▸ EXERCISE OBJECTIVE
Copy out the data below as written; omit any images.
>> Start
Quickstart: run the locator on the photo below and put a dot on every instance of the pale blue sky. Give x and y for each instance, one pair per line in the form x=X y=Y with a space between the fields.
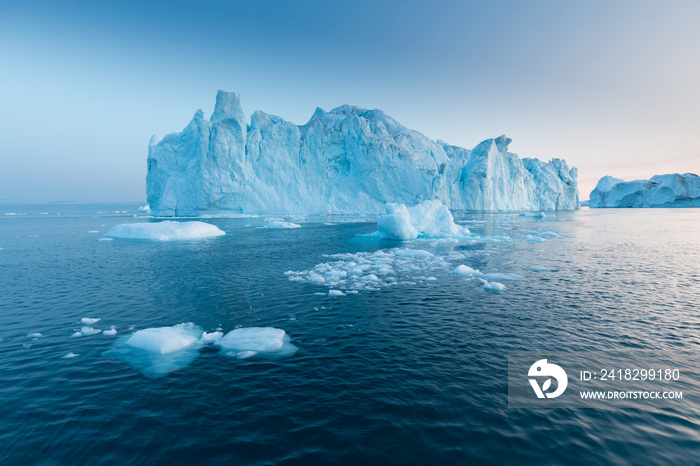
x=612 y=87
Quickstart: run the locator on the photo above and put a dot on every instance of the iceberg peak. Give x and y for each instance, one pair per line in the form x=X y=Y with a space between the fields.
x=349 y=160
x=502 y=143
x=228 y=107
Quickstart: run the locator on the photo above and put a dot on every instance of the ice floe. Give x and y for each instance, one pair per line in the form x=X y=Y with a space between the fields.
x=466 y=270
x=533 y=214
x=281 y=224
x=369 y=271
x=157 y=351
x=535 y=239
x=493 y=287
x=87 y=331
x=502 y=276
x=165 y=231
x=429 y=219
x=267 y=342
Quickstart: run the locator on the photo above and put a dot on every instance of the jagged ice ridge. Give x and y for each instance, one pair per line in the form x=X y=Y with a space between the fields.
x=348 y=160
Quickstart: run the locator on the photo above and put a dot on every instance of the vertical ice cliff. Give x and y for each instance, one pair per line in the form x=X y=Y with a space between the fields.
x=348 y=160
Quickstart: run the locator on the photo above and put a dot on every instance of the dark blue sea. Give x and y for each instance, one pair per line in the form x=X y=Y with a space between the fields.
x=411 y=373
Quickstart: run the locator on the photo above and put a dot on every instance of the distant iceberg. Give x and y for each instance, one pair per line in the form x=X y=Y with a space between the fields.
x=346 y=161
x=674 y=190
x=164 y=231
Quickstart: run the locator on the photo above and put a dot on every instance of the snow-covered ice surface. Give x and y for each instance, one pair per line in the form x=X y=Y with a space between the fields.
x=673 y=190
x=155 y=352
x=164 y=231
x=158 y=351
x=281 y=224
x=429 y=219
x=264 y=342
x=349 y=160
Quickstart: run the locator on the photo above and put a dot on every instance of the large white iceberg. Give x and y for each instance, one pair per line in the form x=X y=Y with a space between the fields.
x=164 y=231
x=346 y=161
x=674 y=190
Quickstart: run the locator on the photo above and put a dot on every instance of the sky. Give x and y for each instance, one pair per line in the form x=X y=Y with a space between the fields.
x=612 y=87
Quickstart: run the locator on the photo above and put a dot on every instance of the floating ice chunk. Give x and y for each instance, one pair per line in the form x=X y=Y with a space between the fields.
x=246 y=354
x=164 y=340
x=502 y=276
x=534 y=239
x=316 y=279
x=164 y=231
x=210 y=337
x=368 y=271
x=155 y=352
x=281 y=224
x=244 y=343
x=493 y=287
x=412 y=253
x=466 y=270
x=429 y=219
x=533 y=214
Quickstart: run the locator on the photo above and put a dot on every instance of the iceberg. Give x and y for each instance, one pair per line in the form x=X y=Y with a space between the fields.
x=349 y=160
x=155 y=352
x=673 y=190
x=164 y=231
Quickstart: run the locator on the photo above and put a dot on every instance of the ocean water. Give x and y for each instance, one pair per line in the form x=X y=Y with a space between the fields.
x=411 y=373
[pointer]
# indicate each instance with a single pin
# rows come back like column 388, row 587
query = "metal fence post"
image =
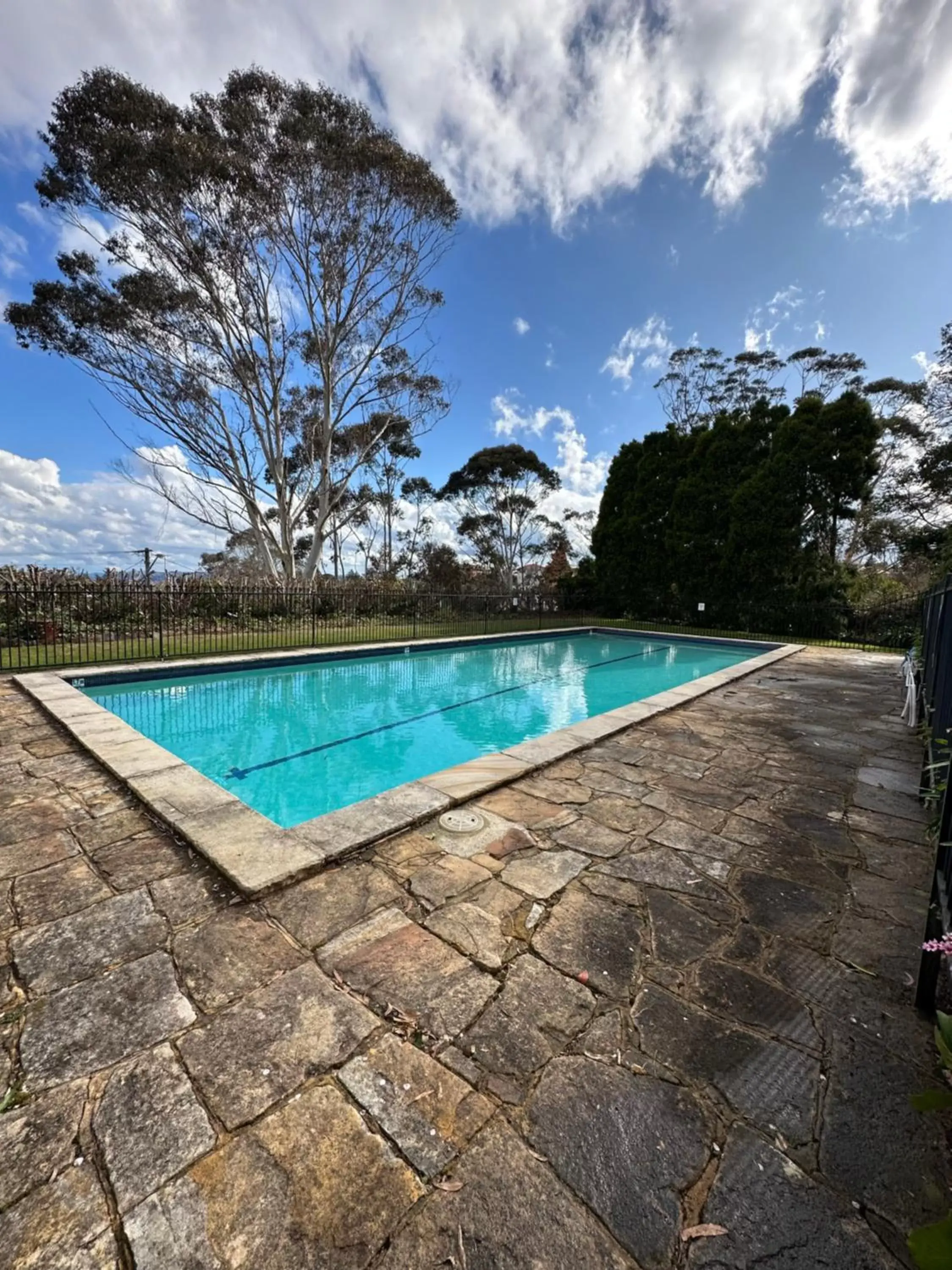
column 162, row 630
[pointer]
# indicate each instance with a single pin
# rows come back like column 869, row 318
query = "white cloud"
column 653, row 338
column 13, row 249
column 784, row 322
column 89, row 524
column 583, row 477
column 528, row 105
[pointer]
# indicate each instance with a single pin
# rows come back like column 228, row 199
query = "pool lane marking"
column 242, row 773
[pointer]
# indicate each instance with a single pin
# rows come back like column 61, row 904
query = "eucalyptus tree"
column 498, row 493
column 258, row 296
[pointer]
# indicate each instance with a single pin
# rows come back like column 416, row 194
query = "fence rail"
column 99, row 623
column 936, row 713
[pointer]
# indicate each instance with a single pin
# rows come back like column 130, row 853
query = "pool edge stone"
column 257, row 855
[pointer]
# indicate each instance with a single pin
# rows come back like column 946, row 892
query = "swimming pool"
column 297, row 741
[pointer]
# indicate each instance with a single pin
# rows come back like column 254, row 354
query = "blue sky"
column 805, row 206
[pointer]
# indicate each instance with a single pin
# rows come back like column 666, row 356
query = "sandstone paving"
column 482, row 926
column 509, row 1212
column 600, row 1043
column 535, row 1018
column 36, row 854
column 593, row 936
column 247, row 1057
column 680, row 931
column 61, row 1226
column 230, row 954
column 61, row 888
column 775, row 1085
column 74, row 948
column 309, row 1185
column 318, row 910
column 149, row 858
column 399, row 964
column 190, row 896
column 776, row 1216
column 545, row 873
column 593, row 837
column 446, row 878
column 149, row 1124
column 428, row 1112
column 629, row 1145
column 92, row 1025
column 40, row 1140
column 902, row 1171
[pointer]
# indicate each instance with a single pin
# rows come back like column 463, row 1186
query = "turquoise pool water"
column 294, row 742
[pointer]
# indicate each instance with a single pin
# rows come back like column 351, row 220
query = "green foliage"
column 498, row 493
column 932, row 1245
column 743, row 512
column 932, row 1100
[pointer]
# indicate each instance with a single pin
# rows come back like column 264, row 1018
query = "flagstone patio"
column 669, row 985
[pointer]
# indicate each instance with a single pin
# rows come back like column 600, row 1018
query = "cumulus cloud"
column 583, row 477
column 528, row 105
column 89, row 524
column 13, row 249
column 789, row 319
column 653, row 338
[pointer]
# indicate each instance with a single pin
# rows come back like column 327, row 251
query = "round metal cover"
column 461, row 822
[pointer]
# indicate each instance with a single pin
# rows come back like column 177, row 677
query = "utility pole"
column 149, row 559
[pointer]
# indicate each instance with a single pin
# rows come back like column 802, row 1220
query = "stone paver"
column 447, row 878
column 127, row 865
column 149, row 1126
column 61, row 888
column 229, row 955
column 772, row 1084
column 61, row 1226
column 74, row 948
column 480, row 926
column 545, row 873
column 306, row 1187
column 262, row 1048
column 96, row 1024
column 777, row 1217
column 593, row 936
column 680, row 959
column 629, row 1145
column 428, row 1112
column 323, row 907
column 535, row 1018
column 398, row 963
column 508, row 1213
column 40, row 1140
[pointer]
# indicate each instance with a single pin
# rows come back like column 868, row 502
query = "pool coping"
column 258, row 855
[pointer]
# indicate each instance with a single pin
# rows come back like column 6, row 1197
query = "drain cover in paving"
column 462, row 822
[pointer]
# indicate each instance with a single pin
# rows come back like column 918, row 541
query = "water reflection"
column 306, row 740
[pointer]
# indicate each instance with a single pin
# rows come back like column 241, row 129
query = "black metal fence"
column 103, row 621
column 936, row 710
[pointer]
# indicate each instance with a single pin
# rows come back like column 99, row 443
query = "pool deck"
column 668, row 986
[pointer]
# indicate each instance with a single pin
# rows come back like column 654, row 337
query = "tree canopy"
>> End
▸ OUTPUT OF THE EXERCISE
Quickstart: run the locator on the photo below and put a dot on every instance of the pale blue sky. Give x and y for each instance, one pair per line in the form x=X y=Y with a space between the fields.
x=612 y=87
Quickstart: run the locator on the photo above and put a dot on every instance of the iceberg peak. Give x and y for each instance, one pair per line in the form x=X y=Y with a space between the fields.
x=349 y=160
x=502 y=143
x=228 y=107
Quickstart: run the locator on the photo above and put a dot on every instance of the ice floe. Give x and y for each instance, one pair per line in the form x=X y=Y with a space between the fields.
x=466 y=270
x=533 y=214
x=281 y=224
x=369 y=271
x=157 y=351
x=535 y=239
x=493 y=287
x=87 y=331
x=502 y=276
x=165 y=231
x=429 y=219
x=267 y=342
Quickstart: run the locator on the photo above and put a dot on every instance of the jagged ice ridge. Give x and y for each instance, one pair per line in the form x=X y=Y with a space between the fields.
x=348 y=160
Quickstart: run the locator on the photo above and put a dot on every instance of the vertical ice cliff. Give x and y for each instance, one pair per line in the form x=X y=Y with a space between the fields.
x=348 y=160
Quickstart: run the locator on the photo above and put a dot on every instance of the dark blue sea. Give x and y for each instance, one pair per line in the form x=X y=Y with a space between the fields.
x=411 y=373
Quickstart: run the locator on the photo above and put a dot on every instance of the distant iceberg. Give x and y for each instance, one pair per line in the form x=X y=Y with a space between the fields.
x=346 y=161
x=674 y=190
x=164 y=231
Quickstart: run the locator on the photo above and put a dot on every instance of the snow-covered ice surface. Give x and y for each instance, one pair per line in the form x=X y=Y with a space between the fields.
x=673 y=190
x=155 y=352
x=164 y=231
x=158 y=351
x=281 y=224
x=429 y=219
x=264 y=342
x=349 y=160
Quickstart: run the locator on the photo above and put a dot on every instance of the large white iceberg. Give x and y for each instance, one pair per line in the form x=X y=Y with a space between the fields.
x=164 y=231
x=346 y=161
x=674 y=190
Quickstart: run the locator on the photo above and put a dot on every instance of the sky. Give x and y for each instance, one pair per line in the form x=X y=Y with a space between the fields.
x=612 y=87
Quickstart: run the locator on the photo above and put a dot on every instance of the floating ice chunk. Give x and y for each instance, one pair per line in the form x=X y=Y with a space between the fields.
x=246 y=354
x=164 y=340
x=502 y=276
x=534 y=239
x=316 y=279
x=164 y=231
x=210 y=337
x=368 y=271
x=155 y=352
x=281 y=224
x=244 y=343
x=493 y=287
x=412 y=253
x=466 y=270
x=429 y=219
x=533 y=214
Quickstart: run the locator on the photo above and put a dot on every instance of the iceberg. Give x and y for each instance, one pair per line in the form x=X y=Y with a space between the fields.
x=349 y=160
x=155 y=352
x=673 y=190
x=164 y=231
Quickstart: run the locator on the photo above and put a dot on every instance of the ocean water. Give x and y for each instance, one pair per line in the form x=X y=Y with a space between the fields.
x=411 y=373
[pointer]
# indicate each instance with a single pin
# rows come back like column 388, row 587
query = "metal fence post"
image =
column 162, row 630
[pointer]
# indicate each instance with a single pin
# rows come back like column 869, row 318
query = "white cloud"
column 653, row 338
column 13, row 249
column 784, row 322
column 89, row 524
column 583, row 477
column 528, row 105
[pointer]
# indicate each instance with a single pin
# rows come back like column 228, row 199
query = "pool lane marking"
column 242, row 773
[pointer]
# indicate each instance with a single pin
# rows come back like column 61, row 904
query = "eucalyptus tree"
column 498, row 493
column 258, row 296
[pointer]
# indicate each instance with a single pin
# rows come back like column 416, row 194
query = "fence rail"
column 99, row 623
column 936, row 713
[pointer]
# indicate each instance with a single pin
# rows come back like column 130, row 853
query = "pool edge stone"
column 257, row 855
[pointer]
# indicate each instance with a single pin
# rows come back like column 946, row 892
query = "swimming pool"
column 297, row 741
[pointer]
# indicate each instance with a single pin
# rows come back like column 254, row 354
query = "blue sky"
column 805, row 206
[pointer]
# indicate each instance with a single pin
# rows come back like column 666, row 356
query = "sandstone paving"
column 482, row 926
column 509, row 1212
column 600, row 1043
column 535, row 1018
column 36, row 854
column 593, row 936
column 247, row 1057
column 680, row 931
column 61, row 1226
column 230, row 954
column 61, row 888
column 775, row 1085
column 74, row 948
column 309, row 1185
column 318, row 910
column 149, row 858
column 399, row 964
column 190, row 896
column 776, row 1216
column 545, row 873
column 593, row 837
column 446, row 878
column 149, row 1124
column 428, row 1112
column 629, row 1145
column 92, row 1025
column 40, row 1140
column 902, row 1171
[pointer]
# indicate each instance with a single pin
# rows come back like column 463, row 1186
query = "turquoise pool water"
column 294, row 742
[pointer]
# indicate each instance with a single pin
# rows come back like column 351, row 220
query = "green foliage"
column 498, row 493
column 932, row 1245
column 743, row 512
column 932, row 1100
[pointer]
# indicate each instance with a single pin
# rows come back like column 264, row 1018
query = "flagstone patio"
column 669, row 985
[pointer]
# indicate each instance with a single pin
# rows come back like column 600, row 1018
query = "cumulus cloud"
column 583, row 477
column 528, row 105
column 89, row 524
column 13, row 249
column 789, row 319
column 653, row 338
[pointer]
# indicate each instance with a single pin
# rows come back like column 327, row 251
query = "round metal cover"
column 461, row 822
[pointer]
# indicate each instance with a single pin
# rows come back like column 177, row 677
query = "utility pole"
column 149, row 559
[pointer]
# indicate each instance with a single pin
# rows come back like column 802, row 1220
query = "stone paver"
column 447, row 878
column 127, row 865
column 149, row 1126
column 61, row 888
column 229, row 955
column 772, row 1084
column 61, row 1226
column 74, row 948
column 480, row 926
column 545, row 873
column 306, row 1187
column 262, row 1048
column 96, row 1024
column 777, row 1217
column 593, row 936
column 680, row 959
column 629, row 1145
column 428, row 1112
column 323, row 907
column 535, row 1018
column 398, row 963
column 508, row 1213
column 40, row 1140
[pointer]
# indicate each instance with a single pin
# rows come back like column 868, row 502
query = "pool coping"
column 258, row 855
[pointer]
# indicate each instance with a single pin
# rows come back like column 6, row 1197
query = "drain cover in paving"
column 462, row 822
[pointer]
# indicate each instance with a single pin
# rows come back like column 918, row 541
query = "water reflection"
column 306, row 740
[pointer]
# indicate each instance with a single pin
# rows come back like column 241, row 129
query = "black metal fence"
column 103, row 621
column 936, row 710
[pointer]
# indicate each instance with a single pin
# rows come back like column 99, row 443
query = "pool deck"
column 668, row 986
[pointer]
# indicate each instance with a single pin
# rows come back like column 654, row 337
query = "tree canopy"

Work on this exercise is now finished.